## Document text
** start **

The above studies indicate that upwelling likely was an active regional process during Osagean deposition in Kansas. The proliferation of siliceous sponges to form buildups in present-day Kansas and Oklahoma shelf margin areas (e.g. Rogers et al., 1995; Colleary et al., 1997; Montgomery et al., 1998; Watney et al., 2001) is compatible with upwelling of basinal waters to deliver nutrients and dissolved silica to those areas. In addition, the widespread abundance of glauconite in Osagean strata in Kansas (Goebel, 1968) is considered a characteristic of upwelling sediments (Parrish, 1982). However, it is still not fully understood whether upwelling alone could be the main factor affecting the innermost shelf areas of this study, or if other factors, including elevated nutrient and dissolved-silica supplies from land sources, were important in controlling facies associations. Some considerations of these various possibilities are discussed below.

** end **

(Excerpts of bounding box data)
** start **

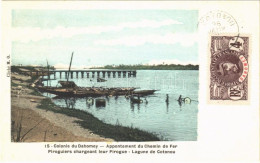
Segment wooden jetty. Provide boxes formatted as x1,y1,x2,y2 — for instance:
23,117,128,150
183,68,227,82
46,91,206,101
24,69,137,79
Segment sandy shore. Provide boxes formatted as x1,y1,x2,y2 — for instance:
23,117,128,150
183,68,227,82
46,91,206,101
11,74,113,142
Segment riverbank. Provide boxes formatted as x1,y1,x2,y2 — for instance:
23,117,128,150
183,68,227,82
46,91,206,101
11,73,159,142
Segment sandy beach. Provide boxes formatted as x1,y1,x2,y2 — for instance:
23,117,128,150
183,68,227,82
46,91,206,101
11,73,113,142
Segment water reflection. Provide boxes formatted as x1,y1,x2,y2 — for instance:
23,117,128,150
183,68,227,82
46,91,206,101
63,97,76,109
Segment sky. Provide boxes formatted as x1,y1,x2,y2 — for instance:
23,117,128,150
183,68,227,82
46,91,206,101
10,9,198,67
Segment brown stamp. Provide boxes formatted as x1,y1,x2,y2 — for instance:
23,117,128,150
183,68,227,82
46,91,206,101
209,35,249,102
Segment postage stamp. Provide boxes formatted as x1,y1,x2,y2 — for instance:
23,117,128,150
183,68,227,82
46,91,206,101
209,35,250,101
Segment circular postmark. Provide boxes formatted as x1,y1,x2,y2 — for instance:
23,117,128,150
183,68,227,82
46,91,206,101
198,10,239,36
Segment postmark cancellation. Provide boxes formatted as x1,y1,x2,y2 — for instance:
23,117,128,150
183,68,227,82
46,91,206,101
209,35,250,102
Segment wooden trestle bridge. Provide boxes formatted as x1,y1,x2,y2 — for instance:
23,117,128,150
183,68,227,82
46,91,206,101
24,69,136,79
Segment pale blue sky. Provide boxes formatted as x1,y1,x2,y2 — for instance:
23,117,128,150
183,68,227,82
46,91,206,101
12,10,198,66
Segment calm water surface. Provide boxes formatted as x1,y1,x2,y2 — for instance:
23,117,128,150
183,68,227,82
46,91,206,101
42,70,199,141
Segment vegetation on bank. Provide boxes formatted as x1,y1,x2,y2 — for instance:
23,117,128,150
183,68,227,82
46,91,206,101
11,66,54,73
92,64,199,70
37,99,159,141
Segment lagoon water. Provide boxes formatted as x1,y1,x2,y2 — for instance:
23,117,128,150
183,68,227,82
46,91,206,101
44,70,199,141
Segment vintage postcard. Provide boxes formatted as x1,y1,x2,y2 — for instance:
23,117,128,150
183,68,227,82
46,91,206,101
0,1,259,162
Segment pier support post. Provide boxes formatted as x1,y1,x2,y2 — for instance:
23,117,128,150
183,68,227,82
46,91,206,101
133,71,136,77
81,71,84,78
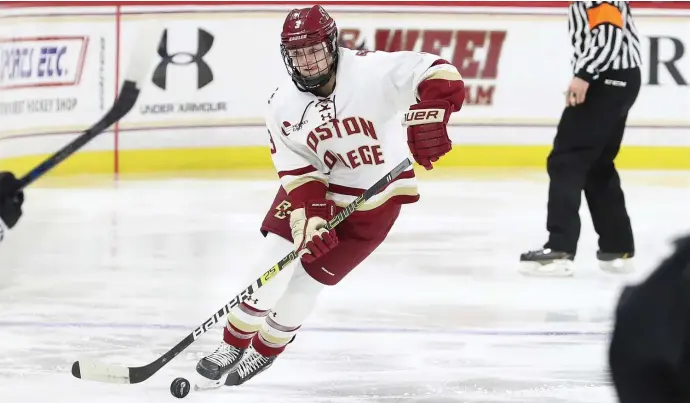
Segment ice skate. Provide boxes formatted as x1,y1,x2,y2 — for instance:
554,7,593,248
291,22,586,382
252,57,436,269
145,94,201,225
597,251,635,274
225,348,278,386
194,341,247,390
519,248,575,277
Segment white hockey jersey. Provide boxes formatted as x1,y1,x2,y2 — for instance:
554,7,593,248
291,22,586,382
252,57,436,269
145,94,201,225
266,48,460,211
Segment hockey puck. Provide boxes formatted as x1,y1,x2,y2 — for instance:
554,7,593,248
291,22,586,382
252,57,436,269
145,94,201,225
170,378,190,399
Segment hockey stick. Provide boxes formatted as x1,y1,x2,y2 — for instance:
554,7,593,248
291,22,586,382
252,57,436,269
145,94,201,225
72,158,412,384
17,22,163,191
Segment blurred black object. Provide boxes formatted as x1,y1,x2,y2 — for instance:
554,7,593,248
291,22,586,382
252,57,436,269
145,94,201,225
609,236,690,403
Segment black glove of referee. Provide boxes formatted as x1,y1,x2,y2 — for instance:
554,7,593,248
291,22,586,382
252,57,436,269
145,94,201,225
0,172,24,232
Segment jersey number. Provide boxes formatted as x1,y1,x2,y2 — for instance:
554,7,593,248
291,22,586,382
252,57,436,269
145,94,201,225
268,130,276,154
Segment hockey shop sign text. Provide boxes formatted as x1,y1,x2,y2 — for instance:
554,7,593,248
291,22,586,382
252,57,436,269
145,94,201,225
0,37,88,90
341,29,506,105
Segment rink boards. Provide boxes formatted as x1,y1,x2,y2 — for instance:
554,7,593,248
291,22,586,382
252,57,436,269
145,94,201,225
0,2,690,177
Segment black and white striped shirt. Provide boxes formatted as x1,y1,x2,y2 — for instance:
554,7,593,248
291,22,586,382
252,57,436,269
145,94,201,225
568,1,642,82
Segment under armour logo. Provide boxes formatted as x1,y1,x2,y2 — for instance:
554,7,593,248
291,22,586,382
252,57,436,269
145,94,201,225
151,28,214,89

** end **

## Exercise directions
In the passage on upwelling, which mineral is considered a characteristic of upwelling sediments? The rows have nothing to do with the passage on upwelling.

## Task answer
Glauconite.